TASK: Reproduce the data in its entirety, exactly as written.

DATA FOR THE TASK:
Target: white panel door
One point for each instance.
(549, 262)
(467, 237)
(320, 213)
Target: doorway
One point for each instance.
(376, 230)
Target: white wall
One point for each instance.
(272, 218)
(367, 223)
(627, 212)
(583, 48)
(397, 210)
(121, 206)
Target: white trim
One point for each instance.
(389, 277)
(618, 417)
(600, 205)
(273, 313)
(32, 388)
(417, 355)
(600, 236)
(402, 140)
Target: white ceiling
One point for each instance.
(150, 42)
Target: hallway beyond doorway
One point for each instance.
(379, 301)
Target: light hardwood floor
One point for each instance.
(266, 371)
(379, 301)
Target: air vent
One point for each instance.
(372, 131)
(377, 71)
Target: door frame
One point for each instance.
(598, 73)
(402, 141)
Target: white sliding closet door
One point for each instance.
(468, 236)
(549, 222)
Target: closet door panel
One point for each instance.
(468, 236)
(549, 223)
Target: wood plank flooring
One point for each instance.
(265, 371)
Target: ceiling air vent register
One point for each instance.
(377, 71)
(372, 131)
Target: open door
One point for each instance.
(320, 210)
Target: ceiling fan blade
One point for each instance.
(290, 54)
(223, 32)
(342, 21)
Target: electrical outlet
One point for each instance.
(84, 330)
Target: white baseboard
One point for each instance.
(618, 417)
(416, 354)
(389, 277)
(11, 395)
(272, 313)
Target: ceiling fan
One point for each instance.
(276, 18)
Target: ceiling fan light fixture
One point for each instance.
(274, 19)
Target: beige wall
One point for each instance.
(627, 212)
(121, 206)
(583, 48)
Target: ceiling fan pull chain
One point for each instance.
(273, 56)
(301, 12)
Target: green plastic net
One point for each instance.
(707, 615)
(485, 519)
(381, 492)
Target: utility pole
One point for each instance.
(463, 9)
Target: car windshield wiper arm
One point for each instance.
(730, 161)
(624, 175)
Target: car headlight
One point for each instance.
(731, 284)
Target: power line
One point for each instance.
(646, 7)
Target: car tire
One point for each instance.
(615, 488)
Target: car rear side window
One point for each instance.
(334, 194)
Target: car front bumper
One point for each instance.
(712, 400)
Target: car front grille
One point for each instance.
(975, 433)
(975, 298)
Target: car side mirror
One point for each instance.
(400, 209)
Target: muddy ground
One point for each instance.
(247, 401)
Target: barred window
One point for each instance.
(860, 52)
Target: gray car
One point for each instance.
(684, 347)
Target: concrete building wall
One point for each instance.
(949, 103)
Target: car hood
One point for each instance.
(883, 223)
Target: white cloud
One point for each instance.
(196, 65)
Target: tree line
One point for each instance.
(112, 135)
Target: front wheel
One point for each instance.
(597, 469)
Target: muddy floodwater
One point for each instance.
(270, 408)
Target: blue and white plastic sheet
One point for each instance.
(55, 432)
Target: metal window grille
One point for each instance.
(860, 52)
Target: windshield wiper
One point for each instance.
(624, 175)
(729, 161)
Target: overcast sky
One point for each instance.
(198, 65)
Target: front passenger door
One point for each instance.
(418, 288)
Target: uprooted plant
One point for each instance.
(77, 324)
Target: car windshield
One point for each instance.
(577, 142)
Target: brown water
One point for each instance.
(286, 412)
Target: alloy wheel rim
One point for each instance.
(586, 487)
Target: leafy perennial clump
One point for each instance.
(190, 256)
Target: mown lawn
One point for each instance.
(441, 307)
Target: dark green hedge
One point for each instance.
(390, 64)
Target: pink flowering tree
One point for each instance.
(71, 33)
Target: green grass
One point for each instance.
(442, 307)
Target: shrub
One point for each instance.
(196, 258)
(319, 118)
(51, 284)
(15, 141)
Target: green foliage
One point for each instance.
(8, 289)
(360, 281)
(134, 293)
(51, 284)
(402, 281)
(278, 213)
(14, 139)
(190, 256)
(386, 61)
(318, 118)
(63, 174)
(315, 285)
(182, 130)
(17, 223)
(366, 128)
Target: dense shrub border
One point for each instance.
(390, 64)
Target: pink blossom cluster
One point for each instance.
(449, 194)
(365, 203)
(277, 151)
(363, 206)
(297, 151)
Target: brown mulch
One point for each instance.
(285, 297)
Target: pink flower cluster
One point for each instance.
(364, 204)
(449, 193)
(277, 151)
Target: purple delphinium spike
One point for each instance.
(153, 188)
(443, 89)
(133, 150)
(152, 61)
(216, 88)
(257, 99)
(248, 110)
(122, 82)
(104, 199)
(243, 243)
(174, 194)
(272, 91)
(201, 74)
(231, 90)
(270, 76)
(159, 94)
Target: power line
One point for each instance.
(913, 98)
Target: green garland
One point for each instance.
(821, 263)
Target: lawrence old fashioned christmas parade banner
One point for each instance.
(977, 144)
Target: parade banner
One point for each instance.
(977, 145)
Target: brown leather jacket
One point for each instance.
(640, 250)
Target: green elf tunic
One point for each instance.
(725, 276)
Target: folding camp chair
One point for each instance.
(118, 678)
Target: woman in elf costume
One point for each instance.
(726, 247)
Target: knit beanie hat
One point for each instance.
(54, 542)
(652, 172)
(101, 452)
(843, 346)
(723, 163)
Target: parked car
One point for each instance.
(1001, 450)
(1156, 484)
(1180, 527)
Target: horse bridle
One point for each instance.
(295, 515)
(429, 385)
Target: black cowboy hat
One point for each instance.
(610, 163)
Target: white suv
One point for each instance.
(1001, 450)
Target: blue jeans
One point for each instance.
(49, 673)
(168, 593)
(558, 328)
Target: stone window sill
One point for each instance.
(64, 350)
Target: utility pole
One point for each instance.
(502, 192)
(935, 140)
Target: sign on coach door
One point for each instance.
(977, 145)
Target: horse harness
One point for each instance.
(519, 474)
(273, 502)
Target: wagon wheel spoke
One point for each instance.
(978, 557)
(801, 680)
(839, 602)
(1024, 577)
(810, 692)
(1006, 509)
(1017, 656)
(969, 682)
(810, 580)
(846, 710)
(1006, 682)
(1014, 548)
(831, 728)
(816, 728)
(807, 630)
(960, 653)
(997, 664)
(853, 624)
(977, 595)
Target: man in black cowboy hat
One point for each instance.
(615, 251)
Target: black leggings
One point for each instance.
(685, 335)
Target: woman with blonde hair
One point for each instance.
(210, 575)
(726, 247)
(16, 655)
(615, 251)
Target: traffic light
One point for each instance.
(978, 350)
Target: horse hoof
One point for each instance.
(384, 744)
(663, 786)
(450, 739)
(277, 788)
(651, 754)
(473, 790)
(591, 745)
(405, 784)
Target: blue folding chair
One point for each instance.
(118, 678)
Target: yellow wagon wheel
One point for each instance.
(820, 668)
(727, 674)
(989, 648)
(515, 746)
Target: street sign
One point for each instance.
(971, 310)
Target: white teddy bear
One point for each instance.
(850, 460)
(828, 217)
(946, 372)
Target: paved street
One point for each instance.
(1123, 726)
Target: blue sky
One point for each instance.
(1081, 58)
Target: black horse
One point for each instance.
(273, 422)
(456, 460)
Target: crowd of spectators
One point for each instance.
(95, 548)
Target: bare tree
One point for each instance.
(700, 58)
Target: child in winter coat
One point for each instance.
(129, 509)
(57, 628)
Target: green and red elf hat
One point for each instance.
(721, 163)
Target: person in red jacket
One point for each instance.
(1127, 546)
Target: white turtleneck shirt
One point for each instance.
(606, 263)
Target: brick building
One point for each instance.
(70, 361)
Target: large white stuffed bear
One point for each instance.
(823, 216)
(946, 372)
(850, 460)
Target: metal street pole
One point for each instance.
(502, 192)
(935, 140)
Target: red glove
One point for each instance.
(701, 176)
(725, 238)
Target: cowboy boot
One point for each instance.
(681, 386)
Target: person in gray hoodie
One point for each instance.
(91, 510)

RESPONSE TO THE TASK:
Target: white panel door
One point for each instance.
(549, 262)
(467, 237)
(320, 213)
Target: doorway
One point for each instance.
(376, 230)
Target: white wall
One point for each instance.
(272, 218)
(367, 223)
(627, 212)
(583, 48)
(397, 210)
(121, 206)
Target: white trim
One point for each instance.
(389, 277)
(618, 417)
(600, 205)
(273, 313)
(32, 388)
(417, 355)
(600, 236)
(402, 140)
Target: white ceiling
One point for each instance.
(150, 42)
Target: hallway beyond doorway
One point for each instance.
(379, 301)
Target: light hardwood floor
One point for each instance.
(266, 371)
(379, 301)
Target: air vent
One point for each instance.
(372, 131)
(377, 71)
Target: door frame
One point for each instance.
(598, 73)
(402, 141)
Target: white sliding closet door
One point for each instance.
(468, 236)
(549, 222)
Target: closet door panel
One point for each instance.
(468, 236)
(549, 223)
Target: wood plank flooring
One point for each instance.
(265, 371)
Target: ceiling air vent register
One point for each instance.
(377, 71)
(372, 131)
Target: open door
One point for each instance.
(320, 210)
Target: ceiling fan blade
One point for each instance.
(290, 54)
(223, 32)
(342, 21)
Target: electrical outlet
One point for each instance.
(84, 330)
Target: white baseboard
One point for each instance.
(618, 417)
(416, 354)
(389, 277)
(11, 395)
(272, 313)
Target: ceiling fan
One point for each instance.
(276, 18)
Target: ceiling fan light fixture
One point for each instance.
(274, 19)
Target: beige wall
One point for each instance.
(627, 212)
(121, 206)
(583, 48)
Target: ceiling fan pull chain
One point for each instance.
(273, 56)
(301, 12)
Target: green plastic net
One point for each instance.
(707, 615)
(485, 519)
(381, 492)
Target: utility pole
One point for each instance.
(463, 9)
Target: car windshield wiper arm
One point for each instance.
(730, 161)
(624, 175)
Target: car headlight
One point for each instance.
(731, 284)
Target: power line
One point for each instance.
(646, 7)
Target: car tire
One point for each instance.
(615, 488)
Target: car rear side window
One point for each instance.
(334, 194)
Target: car front bumper
One point for each instance.
(712, 400)
Target: car front grille
One point for each instance.
(975, 433)
(975, 298)
Target: car side mirror
One point for each instance.
(400, 209)
Target: muddy ground
One point for each instance.
(247, 401)
Target: barred window
One point for each instance.
(860, 52)
Target: gray car
One point for each instance.
(684, 347)
Target: concrete building wall
One point for each instance.
(949, 103)
Target: car hood
One point for each instance.
(883, 223)
Target: white cloud
One point for each instance.
(196, 65)
Target: tree line
One point for each instance.
(112, 135)
Target: front wheel
One point for each instance.
(597, 469)
Target: muddy floodwater
One point for each instance.
(270, 408)
Target: blue and white plastic sheet
One point for each instance.
(55, 432)
Target: metal window grille
One point for each instance.
(860, 52)
Target: windshield wiper
One point for each instance.
(624, 175)
(729, 161)
Target: overcast sky
One point for each instance.
(198, 65)
Target: front passenger door
One point for each instance.
(418, 288)
Target: uprooted plant
One point for each instance.
(77, 324)
Target: car windshield
One point for each instance.
(577, 142)
Target: brown water
One point for each instance.
(286, 412)
Target: alloy wheel rim
One point for each instance.
(586, 487)
Target: leafy perennial clump
One point for each instance.
(190, 256)
Target: mown lawn
One point for each instance.
(441, 307)
Target: dark green hedge
One point for each instance.
(390, 64)
Target: pink flowering tree
One point for each instance.
(71, 33)
Target: green grass
One point for each instance.
(442, 307)
Target: shrub
One point for each instance.
(196, 258)
(319, 118)
(51, 284)
(15, 141)
Target: green foliage
One point for each instance.
(8, 289)
(360, 281)
(134, 293)
(51, 284)
(402, 281)
(278, 213)
(14, 139)
(190, 256)
(386, 61)
(318, 118)
(63, 174)
(315, 285)
(182, 130)
(17, 223)
(366, 128)
Target: dense shrub border
One point for each instance.
(390, 64)
Target: pink blossom cluster
One point for each instance.
(449, 194)
(365, 203)
(277, 151)
(363, 206)
(297, 151)
Target: brown mulch
One point for each instance.
(285, 297)
Target: pink flower cluster
One point for each instance.
(364, 204)
(449, 193)
(277, 151)
Target: purple delphinium spike
One point for each instance.
(153, 188)
(443, 89)
(133, 150)
(152, 61)
(216, 88)
(257, 99)
(248, 110)
(122, 82)
(104, 199)
(243, 243)
(174, 194)
(272, 91)
(201, 74)
(231, 90)
(270, 76)
(159, 94)
Target: power line
One point for each instance.
(913, 98)
Target: green garland
One point for each instance.
(821, 263)
Target: lawrence old fashioned christmas parade banner
One point for each instance.
(977, 144)
Target: parade banner
One point for each instance.
(977, 145)
Target: brown leather jacket
One point for each instance.
(640, 250)
Target: green elf tunic
One point for each instance.
(725, 276)
Target: folding camp chair
One point for each instance.
(118, 678)
Target: woman in elf costume
One point for each instance.
(726, 247)
Target: knit beanie hat
One point for each instance.
(54, 542)
(652, 172)
(101, 452)
(843, 346)
(723, 163)
Target: parked car
One point for each instance.
(1001, 450)
(1156, 484)
(1180, 527)
Target: horse bridle
One point for each instance.
(295, 515)
(429, 385)
Target: black cowboy hat
One point for each instance.
(610, 163)
Target: white suv
One point for each instance.
(1001, 450)
Target: blue jeans
One point for each instance.
(49, 673)
(168, 593)
(558, 328)
Target: stone window sill
One point for each instance.
(64, 350)
Target: utility pole
One point for each instance.
(502, 192)
(935, 140)
Target: sign on coach door
One point for each instance.
(977, 145)
Target: horse harness
One point for each instance.
(519, 474)
(273, 502)
Target: wagon wheel spoke
One point for each instance.
(978, 557)
(801, 680)
(839, 602)
(1024, 577)
(810, 692)
(1006, 509)
(1017, 656)
(969, 682)
(810, 580)
(846, 710)
(1006, 682)
(1014, 548)
(831, 728)
(816, 728)
(807, 630)
(960, 653)
(997, 664)
(853, 624)
(977, 595)
Target: man in black cowboy hat
One point for each instance.
(615, 251)
Target: black leggings
One point for each instance.
(685, 335)
Target: woman with blonde hair
One point for each instance.
(210, 575)
(726, 247)
(16, 655)
(615, 251)
Target: traffic light
One point for each instance.
(978, 350)
Target: horse hoof
One point for each instance.
(384, 744)
(663, 786)
(450, 739)
(277, 788)
(651, 754)
(473, 790)
(591, 745)
(405, 784)
Target: blue folding chair
One point for each instance.
(118, 678)
Target: yellow wagon wheel
One point for each instance.
(820, 668)
(727, 674)
(989, 648)
(515, 746)
Target: street sign
One point for each instance.
(971, 310)
Target: white teddy bear
One point for each instance.
(850, 460)
(828, 217)
(946, 372)
Target: paved street
One point for each instance.
(1123, 726)
Target: blue sky
One point for each instance.
(1081, 58)
Target: black horse
One point for each instance.
(273, 422)
(456, 460)
Target: crowd of spectators
One point for each instance.
(95, 548)
Target: bare tree
One point for each instance.
(700, 58)
Target: child in winter coat
One point for each instance.
(129, 509)
(57, 628)
Target: green and red elf hat
One point for each instance.
(721, 163)
Target: person in red jacket
One point for each instance.
(1127, 546)
Target: white turtleneck shirt
One point for each instance.
(606, 263)
Target: brick building
One point for each instance.
(70, 361)
Target: large white stuffed bear
One point for each instance.
(823, 216)
(946, 372)
(850, 460)
Target: metal street pole
One point for each instance.
(502, 192)
(935, 140)
Target: red glove
One point for each instance.
(701, 176)
(725, 238)
Target: cowboy boot
One point for each instance.
(681, 386)
Target: person in gray hoodie
One point for each instance.
(91, 510)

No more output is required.